Given passage:

The S/D model only looks at the demand for labor power from capitalism’s point of view. They desire labor power at a certain price, over which their profits become threatened. Therefore capitalism’s demand for labor (irrespective of whether it is skilled or unskilled) drops off as the price of that labor increases. Does that lessen the need for labor power overall? Absolutely not. As I said in my last post, it is labor power that makes the existence of all other commodities possible, and it is the vital element of production no matter how it is organized. The S/D model, in failing to look at the demand for labor power from that vantage point therefore fails to take into account a real-world phenomenon. It would not work in a society where labor power is demanded for the fulfillment of human need, but that does not mean that such a society itself would not work.

Olentzero, do you spend your free time putting “One Way” street signs on two way streets? I fundamentally do not understand this labor theory of value.

Value is a two-way street. I want something, you have something. You will give it up for some quantity of goods or services, I will offer the goods and services I would be willing to do without to have such a thing. We would then say that the thing has a quantifiable value.

The aggregate function of this bartering with respect to an arbitrary unit of exchange is the supply and demand curve. Many things affect demand, and so many things affect price. In an open labor market, where anyone can work for anybody, the largest factor in demand is the price the workers demand. Contrariwise, the largest factor in supply is the price the bosses can pay. Two way street. But there are many other factors which are ignored in a pure macro model that deserve consideration when going on second and third approximations. Things like: what is the unemployment rate? (could drive prices artificially low because people will work for just about anything). What other work is available (would apply to low-skill jobs)? And so on.

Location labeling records
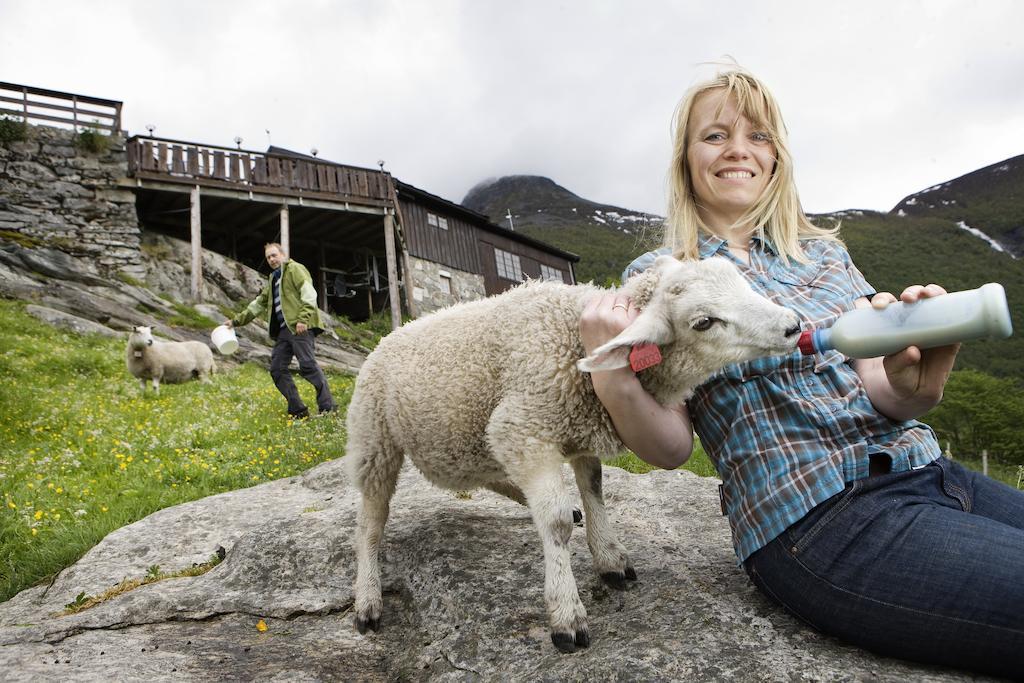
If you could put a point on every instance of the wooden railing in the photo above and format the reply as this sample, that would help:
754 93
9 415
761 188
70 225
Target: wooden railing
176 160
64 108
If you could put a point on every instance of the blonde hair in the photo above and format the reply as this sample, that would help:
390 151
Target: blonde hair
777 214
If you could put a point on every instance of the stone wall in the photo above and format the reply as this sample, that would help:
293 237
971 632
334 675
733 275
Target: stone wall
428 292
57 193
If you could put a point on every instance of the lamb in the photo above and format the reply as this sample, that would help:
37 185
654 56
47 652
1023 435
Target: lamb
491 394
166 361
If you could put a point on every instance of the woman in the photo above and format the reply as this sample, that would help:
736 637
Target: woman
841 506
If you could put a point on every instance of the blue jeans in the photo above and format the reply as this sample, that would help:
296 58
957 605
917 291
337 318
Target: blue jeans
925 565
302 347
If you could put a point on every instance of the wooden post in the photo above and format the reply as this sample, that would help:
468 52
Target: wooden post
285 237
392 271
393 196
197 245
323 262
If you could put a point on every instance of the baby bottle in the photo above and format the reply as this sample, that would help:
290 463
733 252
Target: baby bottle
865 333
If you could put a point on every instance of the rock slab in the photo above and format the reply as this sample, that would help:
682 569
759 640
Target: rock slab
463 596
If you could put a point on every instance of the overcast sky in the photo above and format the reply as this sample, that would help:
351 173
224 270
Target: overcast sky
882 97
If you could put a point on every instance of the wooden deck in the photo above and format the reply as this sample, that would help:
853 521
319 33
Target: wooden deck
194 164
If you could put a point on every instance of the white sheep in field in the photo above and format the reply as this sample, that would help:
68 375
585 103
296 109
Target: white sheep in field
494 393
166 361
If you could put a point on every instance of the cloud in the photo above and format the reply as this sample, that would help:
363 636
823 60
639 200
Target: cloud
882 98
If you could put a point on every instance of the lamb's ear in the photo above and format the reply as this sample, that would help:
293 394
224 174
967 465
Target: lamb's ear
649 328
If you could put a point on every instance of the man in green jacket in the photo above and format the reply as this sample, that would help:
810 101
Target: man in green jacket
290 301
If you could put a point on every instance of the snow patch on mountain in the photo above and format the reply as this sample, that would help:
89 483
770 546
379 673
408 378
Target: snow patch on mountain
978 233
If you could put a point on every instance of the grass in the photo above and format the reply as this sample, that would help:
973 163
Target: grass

Set problem A:
Answer these questions from the passage on labor power and value:
(i) From whose point of view does the S/D model look at the demand for labor power?
(ii) What kind of street signs is Olentzero asked about putting on two way streets?
(iii) In an open labor market, what is the largest factor in demand?
Set problem B: Retype the part of the passage on labor power and value that opens with the words containing "Value is a two-way" and closes with "a quantifiable value.".

Answer A:
(i) Capitalism's point of view.
(ii) "One Way" street signs.
(iii) The price the workers demand.

Answer B:
Value is a two-way street. I want something, you have something. You will give it up for some quantity of goods or services, I will offer the goods and services I would be willing to do without to have such a thing. We would then say that the thing has a quantifiable value.